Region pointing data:
------------------------------

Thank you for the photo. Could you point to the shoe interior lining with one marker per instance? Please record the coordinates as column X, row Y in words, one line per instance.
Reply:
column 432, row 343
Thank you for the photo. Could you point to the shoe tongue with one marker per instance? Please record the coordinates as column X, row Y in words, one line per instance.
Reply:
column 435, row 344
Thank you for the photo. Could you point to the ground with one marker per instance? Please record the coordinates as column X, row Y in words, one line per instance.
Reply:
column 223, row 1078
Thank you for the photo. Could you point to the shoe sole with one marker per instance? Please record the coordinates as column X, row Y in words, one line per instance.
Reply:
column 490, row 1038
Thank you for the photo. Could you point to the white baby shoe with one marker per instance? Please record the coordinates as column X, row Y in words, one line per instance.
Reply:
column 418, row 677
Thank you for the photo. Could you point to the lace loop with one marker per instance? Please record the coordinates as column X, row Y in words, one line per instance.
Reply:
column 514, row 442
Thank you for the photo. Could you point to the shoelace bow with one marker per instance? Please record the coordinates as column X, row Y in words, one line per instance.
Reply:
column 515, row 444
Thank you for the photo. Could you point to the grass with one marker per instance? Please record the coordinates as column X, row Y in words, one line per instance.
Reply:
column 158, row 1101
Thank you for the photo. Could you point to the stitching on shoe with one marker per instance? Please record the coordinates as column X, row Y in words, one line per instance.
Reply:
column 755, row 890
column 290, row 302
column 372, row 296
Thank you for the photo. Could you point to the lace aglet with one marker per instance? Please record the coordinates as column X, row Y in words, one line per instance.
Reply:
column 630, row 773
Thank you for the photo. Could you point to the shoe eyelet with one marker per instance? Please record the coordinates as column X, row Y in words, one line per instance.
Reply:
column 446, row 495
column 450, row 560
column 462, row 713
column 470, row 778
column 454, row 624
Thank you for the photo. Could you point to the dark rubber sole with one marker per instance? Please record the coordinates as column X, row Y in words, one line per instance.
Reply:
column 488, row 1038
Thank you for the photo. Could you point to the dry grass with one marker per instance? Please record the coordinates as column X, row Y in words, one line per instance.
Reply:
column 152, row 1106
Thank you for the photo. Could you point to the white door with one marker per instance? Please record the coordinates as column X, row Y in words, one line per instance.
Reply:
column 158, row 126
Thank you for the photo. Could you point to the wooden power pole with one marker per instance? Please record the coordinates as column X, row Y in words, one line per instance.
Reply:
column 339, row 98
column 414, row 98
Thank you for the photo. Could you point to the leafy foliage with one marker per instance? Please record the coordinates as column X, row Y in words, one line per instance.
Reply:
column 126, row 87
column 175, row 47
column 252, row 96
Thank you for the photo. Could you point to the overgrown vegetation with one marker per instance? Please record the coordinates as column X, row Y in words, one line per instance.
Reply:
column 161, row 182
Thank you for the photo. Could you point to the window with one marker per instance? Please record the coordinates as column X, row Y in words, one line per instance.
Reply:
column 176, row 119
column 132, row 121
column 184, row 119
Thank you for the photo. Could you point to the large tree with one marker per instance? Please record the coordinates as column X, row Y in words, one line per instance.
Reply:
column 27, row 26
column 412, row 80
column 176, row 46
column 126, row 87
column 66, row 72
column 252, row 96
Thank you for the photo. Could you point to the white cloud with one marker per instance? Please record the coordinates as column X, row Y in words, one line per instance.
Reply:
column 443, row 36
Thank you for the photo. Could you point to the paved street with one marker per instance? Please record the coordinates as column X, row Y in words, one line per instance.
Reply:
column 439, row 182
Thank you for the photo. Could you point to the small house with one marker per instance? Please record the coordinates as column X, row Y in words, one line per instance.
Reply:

------------------------------

__INSTRUCTIONS FOR THE TASK__. Word for word, write out the data.

__WRITTEN SOLUTION__.
Thank you for the photo. Could you point to the shoe interior lining with one marker per instance? Please record the coordinates as column X, row Y in words, one line per instance.
Reply:
column 432, row 343
Thank you for the photo. Could you point to the shoe tongue with one marker per instance? Please record the coordinates as column X, row Y in words, one line per instance.
Reply:
column 435, row 344
Thank you for the photo. Could you point to the ground with one marker per instance? Please record the coordinates as column X, row Y in words, one line per instance.
Reply:
column 223, row 1078
Thank you for the photo. Could you point to the shoe sole with one marker per instance? Please record the coordinates as column X, row Y in words, one line per instance.
Reply:
column 490, row 1038
Thank you for the photo. Could you point to the white baby shoe with one marker per instance? Please record the coordinates as column X, row Y in words, one line per instance.
Reply:
column 418, row 677
Thank you for the photo. Could you point to the lace loop with one marker per instance? Please record the coordinates as column X, row Y in words, one line per instance.
Reply:
column 514, row 442
Thank you for the photo. Could you point to the shoelace bow with one marker per instance? Please record the coordinates as column X, row Y in words, one line per instance.
Reply:
column 515, row 444
Thank you for the photo. Could you point to the grass with one marker per instance? Please record the coordinates as column X, row Y in words, one line per instance.
Reply:
column 158, row 1101
Thank you for the photo. Could you point to the stitching on shoe with one marker per instance? Please record the coordinates as column X, row Y in words, one line per instance.
Reply:
column 755, row 890
column 290, row 302
column 372, row 296
Thank you for the photo. Could you point to the lace aglet with one marker per instance? Please record the coordinates as column X, row Y in words, one line per instance.
Reply:
column 630, row 773
Thank you for the photo. Could you point to the shoe eyelet with one marker per instance? Please record the coordinates as column X, row Y in words, one line per instance.
Reply:
column 446, row 495
column 450, row 560
column 462, row 713
column 470, row 778
column 454, row 624
Thank you for the photo. Could you point to the dark rubber sole with one marker per instance? Please record the coordinates as column X, row Y in words, one line per instance.
Reply:
column 488, row 1038
Thank you for the photo. Could you point to the dry grass with one marker per instance? Please record the coordinates as column X, row Y in words, one line per instance.
Reply:
column 152, row 1106
Thank you for the photo. Could you point to the white door with one marker per instance? Please record the coordinates as column X, row Y in words, one line per instance.
Reply:
column 158, row 126
Thank you for the photo. Could you point to the wooden power pole with one marker per instance? Please record the coordinates as column X, row Y in words, one line per instance.
Reply:
column 339, row 98
column 414, row 98
Thank you for the photo. Could you point to the leafy foliage with one marker per instance? Please record the coordinates as column X, row Y in words, one line per instance.
Reply:
column 126, row 87
column 175, row 47
column 252, row 96
Thank you for the photo. Could you point to the overgrown vegetation with one marker per instance? Please record the coordinates as column X, row Y in words, one line per instance.
Reply:
column 161, row 182
Thank you for the photo. Could you point to the window with one marker per instance? Please record the coordinates as column X, row Y in words, one line per instance.
Reply:
column 176, row 119
column 132, row 121
column 184, row 119
Thank you for the photo. Could you point to the large tree with one marker per instance? Please record the coordinates as column X, row Y in words, one line per instance.
Reply:
column 27, row 26
column 412, row 80
column 176, row 46
column 126, row 87
column 66, row 72
column 252, row 96
Thank you for the photo. Could you point to the white cloud with one marker per instance? Please record the coordinates as column X, row Y in words, one line per instance.
Reply:
column 443, row 36
Thank you for the photo. Could you point to the paved street with one marker per instance? Please record the coordinates as column X, row Y in words, one line per instance.
Reply:
column 439, row 182
Thank you for the photo. Could you point to the small house with one marker per instance? Please record the coordinates as column X, row Y in words, one line per instance.
Reply:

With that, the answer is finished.